Work item: Below are some entries; reproduce them exactly and leave every picture out.
--*--
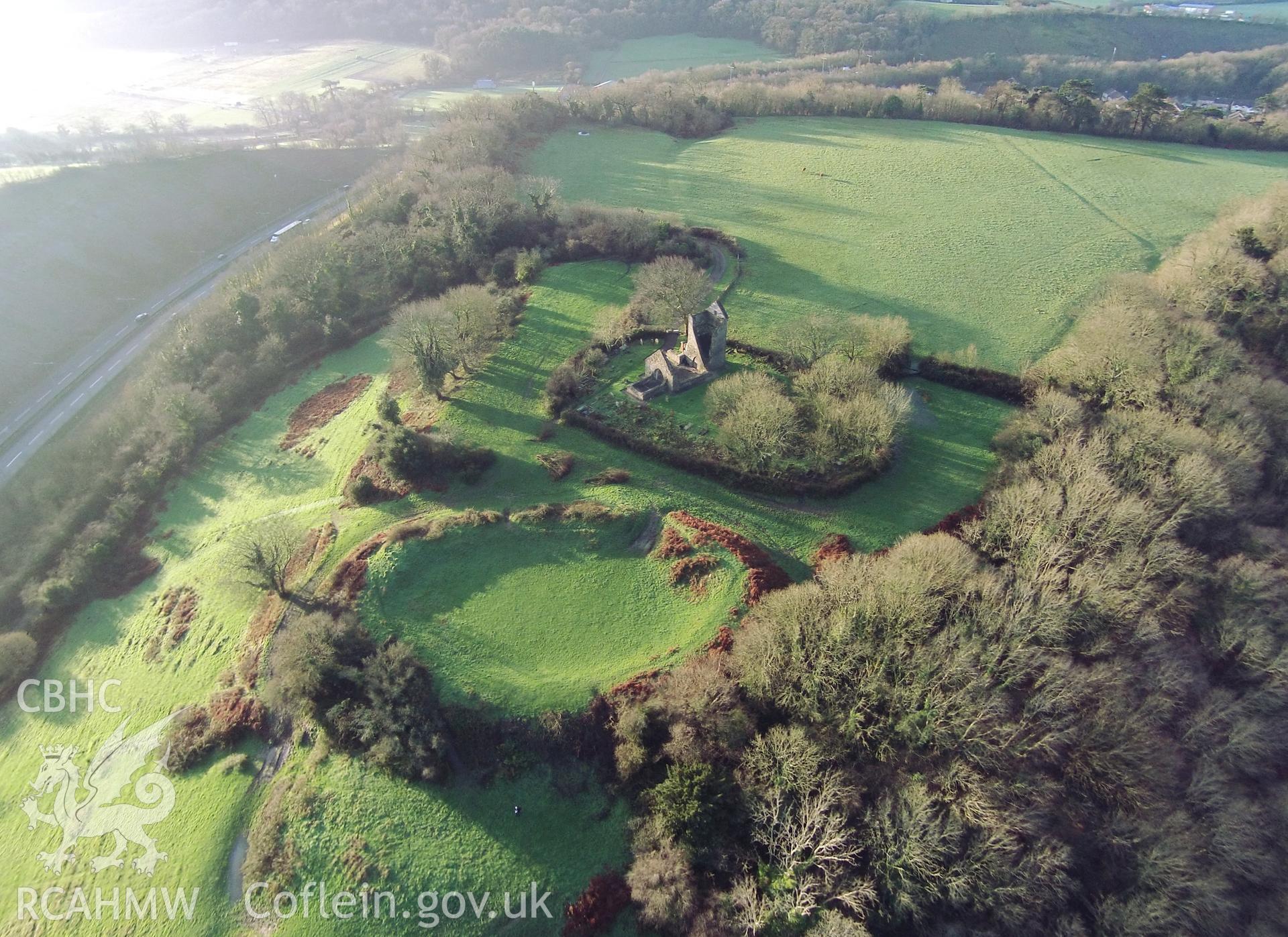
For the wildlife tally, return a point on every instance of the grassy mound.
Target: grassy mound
(413, 838)
(978, 237)
(539, 616)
--*--
Your response:
For the wildlife tally, return a point on every instance of the grassy mound.
Target: grassy mound
(413, 838)
(978, 237)
(539, 616)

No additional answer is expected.